***** Records provided *****

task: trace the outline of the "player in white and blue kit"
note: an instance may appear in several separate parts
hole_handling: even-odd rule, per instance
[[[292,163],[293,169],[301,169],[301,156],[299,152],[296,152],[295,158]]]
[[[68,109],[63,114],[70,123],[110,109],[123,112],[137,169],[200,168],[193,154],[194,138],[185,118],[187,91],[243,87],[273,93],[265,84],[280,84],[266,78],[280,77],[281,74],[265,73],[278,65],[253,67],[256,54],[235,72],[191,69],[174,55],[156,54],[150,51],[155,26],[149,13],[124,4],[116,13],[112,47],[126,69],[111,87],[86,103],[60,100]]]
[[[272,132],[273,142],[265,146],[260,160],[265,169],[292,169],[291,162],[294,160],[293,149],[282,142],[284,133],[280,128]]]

*****

● **What is needed**: Reproduce the full listing above verbatim, keeping every line and character unchanged.

● **Result of the task**:
task: trace the outline of the "player in white and blue kit"
note: an instance may appear in several separate parts
hole_handling: even-odd rule, per instance
[[[292,163],[293,169],[301,169],[301,156],[299,152],[296,152],[295,158]]]
[[[68,109],[63,114],[70,123],[110,109],[123,112],[137,169],[200,168],[193,154],[194,138],[185,118],[187,91],[243,87],[273,93],[265,84],[280,84],[266,78],[280,77],[281,74],[265,73],[278,65],[253,67],[256,54],[235,72],[191,69],[174,55],[156,54],[150,51],[155,26],[149,13],[124,4],[116,13],[112,47],[126,69],[111,87],[86,103],[60,100]]]
[[[272,132],[273,142],[265,146],[260,160],[265,169],[292,169],[291,162],[294,160],[293,149],[282,142],[284,133],[280,128]]]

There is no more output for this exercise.